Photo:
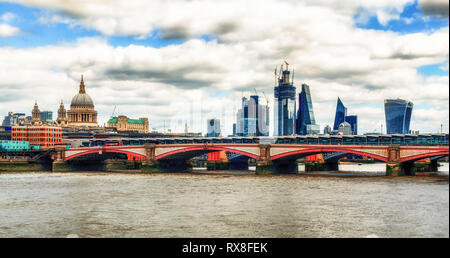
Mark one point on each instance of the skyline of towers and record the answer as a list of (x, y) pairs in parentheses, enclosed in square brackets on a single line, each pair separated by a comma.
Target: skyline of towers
[(252, 119), (341, 117), (398, 115), (285, 104), (306, 122), (213, 127)]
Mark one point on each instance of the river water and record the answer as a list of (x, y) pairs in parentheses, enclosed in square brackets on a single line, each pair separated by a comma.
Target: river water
[(92, 204)]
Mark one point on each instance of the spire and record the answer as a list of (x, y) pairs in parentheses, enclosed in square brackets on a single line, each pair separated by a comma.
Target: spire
[(82, 88)]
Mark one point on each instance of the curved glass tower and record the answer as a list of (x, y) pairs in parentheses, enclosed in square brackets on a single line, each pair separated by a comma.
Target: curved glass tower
[(398, 115), (306, 123), (284, 106), (341, 112)]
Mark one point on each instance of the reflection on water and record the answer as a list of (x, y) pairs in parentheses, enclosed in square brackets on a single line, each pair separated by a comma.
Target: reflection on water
[(198, 205)]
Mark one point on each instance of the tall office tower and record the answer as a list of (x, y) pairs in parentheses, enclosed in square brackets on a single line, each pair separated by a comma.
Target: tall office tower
[(252, 118), (345, 128), (327, 129), (398, 115), (353, 121), (341, 112), (36, 115), (213, 128), (306, 123), (284, 106)]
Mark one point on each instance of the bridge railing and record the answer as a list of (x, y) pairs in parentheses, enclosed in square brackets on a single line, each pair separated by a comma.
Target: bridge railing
[(418, 140)]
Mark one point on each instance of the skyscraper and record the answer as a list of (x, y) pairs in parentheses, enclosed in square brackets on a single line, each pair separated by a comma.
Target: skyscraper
[(46, 116), (398, 115), (284, 106), (353, 121), (341, 112), (306, 123), (213, 128), (252, 118)]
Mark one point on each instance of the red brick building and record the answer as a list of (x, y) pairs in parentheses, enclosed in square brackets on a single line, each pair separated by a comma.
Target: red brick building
[(43, 136)]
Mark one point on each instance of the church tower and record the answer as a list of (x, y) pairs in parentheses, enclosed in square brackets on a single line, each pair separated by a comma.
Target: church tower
[(62, 117), (36, 115)]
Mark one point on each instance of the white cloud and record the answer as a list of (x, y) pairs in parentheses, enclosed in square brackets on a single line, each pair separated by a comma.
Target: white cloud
[(196, 80), (8, 16), (7, 30), (437, 8)]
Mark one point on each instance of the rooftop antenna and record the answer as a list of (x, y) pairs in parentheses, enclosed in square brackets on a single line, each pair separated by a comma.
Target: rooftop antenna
[(287, 65)]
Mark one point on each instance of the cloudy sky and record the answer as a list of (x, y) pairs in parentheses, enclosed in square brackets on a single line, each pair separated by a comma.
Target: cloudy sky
[(184, 61)]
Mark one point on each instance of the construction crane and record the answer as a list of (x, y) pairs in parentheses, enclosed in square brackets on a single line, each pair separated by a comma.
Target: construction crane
[(267, 100)]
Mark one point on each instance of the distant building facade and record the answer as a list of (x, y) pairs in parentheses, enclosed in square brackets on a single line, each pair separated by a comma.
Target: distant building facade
[(41, 135), (123, 123), (345, 128), (15, 119), (46, 116), (398, 115), (36, 115), (306, 122), (353, 121), (5, 133), (213, 127), (341, 112), (284, 106), (252, 118), (62, 116)]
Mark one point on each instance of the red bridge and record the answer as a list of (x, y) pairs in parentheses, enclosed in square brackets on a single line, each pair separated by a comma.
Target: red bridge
[(269, 157)]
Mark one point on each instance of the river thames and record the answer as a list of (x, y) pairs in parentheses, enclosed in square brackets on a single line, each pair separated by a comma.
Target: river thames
[(93, 204)]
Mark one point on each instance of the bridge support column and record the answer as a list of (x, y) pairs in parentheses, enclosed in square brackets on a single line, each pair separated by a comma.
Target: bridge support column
[(394, 167), (149, 164), (434, 165), (264, 164), (59, 165)]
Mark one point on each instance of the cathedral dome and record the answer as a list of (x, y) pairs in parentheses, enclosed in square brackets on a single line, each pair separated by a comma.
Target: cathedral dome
[(82, 99)]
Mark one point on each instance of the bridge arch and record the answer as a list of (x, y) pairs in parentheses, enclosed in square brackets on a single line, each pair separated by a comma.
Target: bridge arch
[(105, 150), (195, 150), (306, 152)]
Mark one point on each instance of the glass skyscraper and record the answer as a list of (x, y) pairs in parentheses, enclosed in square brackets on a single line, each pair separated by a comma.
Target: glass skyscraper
[(398, 115), (252, 119), (341, 112), (353, 121), (213, 128), (306, 122), (46, 116), (284, 106)]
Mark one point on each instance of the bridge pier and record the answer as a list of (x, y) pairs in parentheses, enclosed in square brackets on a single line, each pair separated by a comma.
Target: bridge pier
[(217, 165), (59, 164), (264, 164), (434, 165), (149, 164)]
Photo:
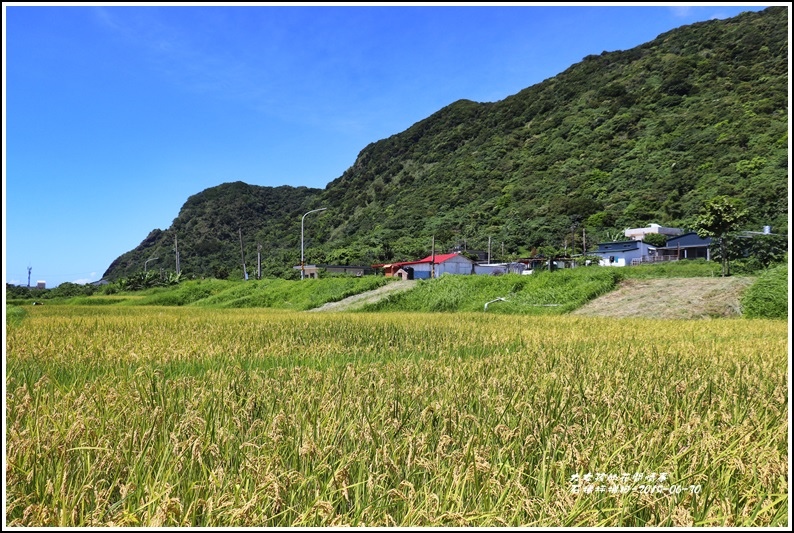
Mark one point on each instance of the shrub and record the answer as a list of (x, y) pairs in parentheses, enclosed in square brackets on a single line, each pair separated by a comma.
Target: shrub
[(768, 296)]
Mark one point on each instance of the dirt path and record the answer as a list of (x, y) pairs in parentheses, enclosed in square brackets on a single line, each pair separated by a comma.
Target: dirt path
[(358, 301), (683, 298)]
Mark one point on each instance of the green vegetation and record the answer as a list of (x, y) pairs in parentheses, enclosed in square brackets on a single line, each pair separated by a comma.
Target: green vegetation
[(539, 293), (768, 296), (140, 416), (721, 216), (689, 268), (14, 315), (620, 139)]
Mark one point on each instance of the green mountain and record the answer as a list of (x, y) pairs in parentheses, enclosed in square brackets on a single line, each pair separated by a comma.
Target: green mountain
[(620, 139)]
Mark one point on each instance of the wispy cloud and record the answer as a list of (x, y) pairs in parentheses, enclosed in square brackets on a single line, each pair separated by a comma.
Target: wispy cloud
[(681, 11), (190, 62)]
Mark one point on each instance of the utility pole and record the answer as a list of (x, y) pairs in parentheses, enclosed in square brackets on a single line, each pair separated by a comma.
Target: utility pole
[(258, 261), (176, 251), (433, 257), (242, 254)]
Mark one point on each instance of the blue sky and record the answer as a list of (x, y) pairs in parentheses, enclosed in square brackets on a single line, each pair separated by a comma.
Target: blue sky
[(114, 115)]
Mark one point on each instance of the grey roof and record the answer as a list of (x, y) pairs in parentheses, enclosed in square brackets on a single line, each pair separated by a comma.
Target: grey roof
[(687, 240), (619, 246)]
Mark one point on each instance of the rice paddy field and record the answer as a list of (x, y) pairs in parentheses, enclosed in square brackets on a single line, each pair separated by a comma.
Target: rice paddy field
[(190, 416)]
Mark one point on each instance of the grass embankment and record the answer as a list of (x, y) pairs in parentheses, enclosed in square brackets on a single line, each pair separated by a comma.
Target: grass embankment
[(768, 296), (271, 293), (247, 417), (540, 293)]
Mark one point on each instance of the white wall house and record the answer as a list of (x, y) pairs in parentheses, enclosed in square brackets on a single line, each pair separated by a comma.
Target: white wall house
[(621, 253), (442, 264)]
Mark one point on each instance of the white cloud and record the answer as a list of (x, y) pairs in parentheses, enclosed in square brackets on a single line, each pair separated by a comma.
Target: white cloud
[(681, 11)]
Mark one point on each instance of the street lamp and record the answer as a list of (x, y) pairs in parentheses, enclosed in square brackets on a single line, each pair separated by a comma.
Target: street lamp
[(303, 269), (150, 259)]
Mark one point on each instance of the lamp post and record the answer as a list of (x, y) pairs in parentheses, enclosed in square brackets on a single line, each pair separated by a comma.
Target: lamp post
[(303, 269), (150, 259)]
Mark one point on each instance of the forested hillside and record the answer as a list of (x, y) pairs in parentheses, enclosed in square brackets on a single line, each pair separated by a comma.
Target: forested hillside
[(620, 139)]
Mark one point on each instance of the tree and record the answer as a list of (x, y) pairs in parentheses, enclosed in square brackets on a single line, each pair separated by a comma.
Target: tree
[(718, 218)]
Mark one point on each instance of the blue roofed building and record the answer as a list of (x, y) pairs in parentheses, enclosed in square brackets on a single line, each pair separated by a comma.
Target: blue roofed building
[(687, 246), (624, 253)]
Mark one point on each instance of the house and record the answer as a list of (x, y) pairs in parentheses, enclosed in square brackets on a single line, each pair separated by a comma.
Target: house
[(686, 246), (623, 253), (499, 268), (311, 271), (432, 265), (638, 234), (436, 265)]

Work task:
Exactly reproduce the run of lines from the start of the listing through the line with "Mark one point on each instance of the spire", inclusive; pictures are not copied.

Task response:
Photo:
Mark one point on each instance of the skyline of towers and record the answer as a list of (x, y) pairs in parentheses, enclosed in square brackets on a single line, each pair separated by a comma.
Target: skyline of towers
[(252, 119), (341, 117), (398, 115), (285, 104), (306, 122), (213, 127)]
Mark one point on each instance of the river water and record the answer as a list of (x, y) pairs in parentheses, enclosed in square brackets on a single line, each pair separated by a comma.
Target: river water
[(92, 204)]
Mark one point on each instance of the spire and record the answer as a list of (x, y) pairs in parentheses, enclosed in square brackets on a single line, each pair separated by a comma.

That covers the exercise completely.